------ EXTRACTED INFORMATION ------
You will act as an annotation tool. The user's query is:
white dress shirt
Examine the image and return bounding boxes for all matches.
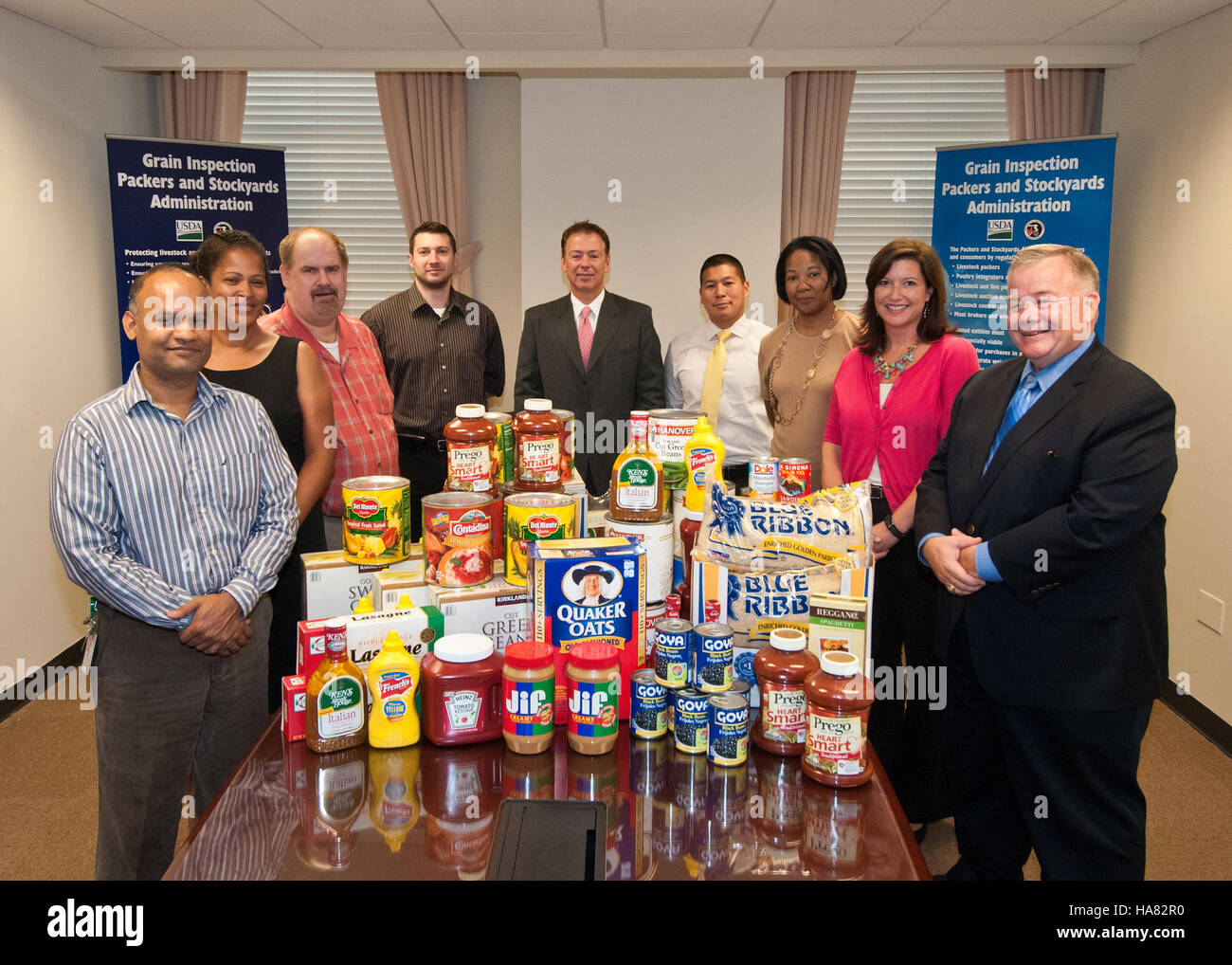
[664,316,771,464]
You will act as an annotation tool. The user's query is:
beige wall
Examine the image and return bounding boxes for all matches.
[467,78,522,410]
[0,9,157,666]
[521,78,784,353]
[1104,0,1232,721]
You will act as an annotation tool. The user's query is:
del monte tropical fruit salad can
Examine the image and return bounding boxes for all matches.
[342,476,410,566]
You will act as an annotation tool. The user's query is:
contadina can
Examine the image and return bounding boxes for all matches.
[628,668,668,739]
[342,476,410,566]
[505,493,576,587]
[690,624,734,694]
[654,619,693,690]
[673,687,710,755]
[706,694,749,768]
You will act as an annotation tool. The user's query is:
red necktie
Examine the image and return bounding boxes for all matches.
[578,304,595,369]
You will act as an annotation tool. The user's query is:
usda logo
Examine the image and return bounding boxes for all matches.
[175,218,206,242]
[988,218,1014,242]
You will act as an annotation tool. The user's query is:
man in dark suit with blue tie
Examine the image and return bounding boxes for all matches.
[915,246,1177,880]
[514,221,665,496]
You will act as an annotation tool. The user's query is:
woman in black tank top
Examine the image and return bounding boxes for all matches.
[191,231,334,712]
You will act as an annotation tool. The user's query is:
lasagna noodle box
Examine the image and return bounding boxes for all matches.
[296,605,444,678]
[527,537,645,721]
[299,543,427,620]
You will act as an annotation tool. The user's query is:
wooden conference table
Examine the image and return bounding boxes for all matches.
[165,718,931,882]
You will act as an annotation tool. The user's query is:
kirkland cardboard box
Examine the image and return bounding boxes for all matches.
[300,543,431,620]
[430,579,531,653]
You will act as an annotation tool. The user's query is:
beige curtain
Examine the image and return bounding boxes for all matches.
[159,70,247,144]
[779,70,855,321]
[376,71,473,292]
[1006,69,1104,140]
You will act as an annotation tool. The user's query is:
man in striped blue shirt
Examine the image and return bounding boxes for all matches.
[50,265,299,879]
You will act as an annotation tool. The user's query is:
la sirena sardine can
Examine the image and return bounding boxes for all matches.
[342,476,410,566]
[504,493,576,587]
[654,619,693,690]
[628,666,668,739]
[749,456,779,502]
[690,624,734,694]
[779,457,813,502]
[706,694,749,768]
[673,686,710,755]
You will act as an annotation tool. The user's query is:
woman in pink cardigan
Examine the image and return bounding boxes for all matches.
[822,238,980,841]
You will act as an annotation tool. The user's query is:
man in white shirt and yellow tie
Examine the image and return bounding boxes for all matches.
[664,254,771,488]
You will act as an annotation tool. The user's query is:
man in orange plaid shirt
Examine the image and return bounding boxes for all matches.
[260,222,398,550]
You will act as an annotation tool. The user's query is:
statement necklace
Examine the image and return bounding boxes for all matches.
[767,304,839,426]
[872,340,919,378]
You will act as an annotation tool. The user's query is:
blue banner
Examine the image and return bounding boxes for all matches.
[933,136,1116,367]
[107,135,287,381]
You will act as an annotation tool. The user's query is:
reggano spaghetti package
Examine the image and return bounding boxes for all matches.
[694,475,872,571]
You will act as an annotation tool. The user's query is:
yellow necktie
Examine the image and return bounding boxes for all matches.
[701,330,732,426]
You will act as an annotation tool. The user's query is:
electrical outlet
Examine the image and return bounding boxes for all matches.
[1198,591,1223,633]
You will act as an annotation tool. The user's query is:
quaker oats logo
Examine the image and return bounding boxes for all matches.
[561,562,625,607]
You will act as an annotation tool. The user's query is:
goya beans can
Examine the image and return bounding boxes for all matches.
[342,476,410,566]
[706,694,749,768]
[628,668,668,739]
[552,410,578,483]
[673,686,710,755]
[424,493,497,587]
[779,459,813,502]
[483,411,514,485]
[654,619,693,690]
[749,456,779,502]
[505,493,576,587]
[691,624,734,694]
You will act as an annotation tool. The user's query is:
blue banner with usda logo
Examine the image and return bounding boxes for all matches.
[933,136,1116,367]
[107,135,287,381]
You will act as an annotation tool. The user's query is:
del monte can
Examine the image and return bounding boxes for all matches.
[342,476,410,566]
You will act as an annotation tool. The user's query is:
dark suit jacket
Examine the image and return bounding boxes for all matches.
[915,340,1177,711]
[514,292,666,494]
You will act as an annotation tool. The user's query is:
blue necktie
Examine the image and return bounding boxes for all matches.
[985,373,1043,472]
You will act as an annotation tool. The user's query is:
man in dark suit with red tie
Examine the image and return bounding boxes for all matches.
[514,221,664,496]
[915,246,1177,880]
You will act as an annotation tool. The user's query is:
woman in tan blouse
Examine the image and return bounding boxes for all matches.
[758,237,860,481]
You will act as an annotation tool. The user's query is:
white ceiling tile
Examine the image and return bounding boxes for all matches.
[64,27,175,49]
[435,0,603,37]
[919,0,1121,31]
[262,0,448,41]
[607,27,749,50]
[1052,0,1227,44]
[157,27,319,50]
[94,0,296,34]
[459,33,604,50]
[604,0,771,34]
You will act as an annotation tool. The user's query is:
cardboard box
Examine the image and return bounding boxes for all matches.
[689,558,872,647]
[300,543,427,620]
[527,537,645,721]
[282,674,308,742]
[808,592,871,677]
[430,579,531,653]
[296,605,444,678]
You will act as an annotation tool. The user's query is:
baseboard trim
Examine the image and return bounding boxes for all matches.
[1159,681,1232,756]
[0,637,85,722]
------
REQUIRED TASK →
Pick out each line of the records that contains the word "suit", and copy those lines in full.

FINISHED TASK →
man in dark suit with blue tie
dark suit jacket
man in dark suit with red tie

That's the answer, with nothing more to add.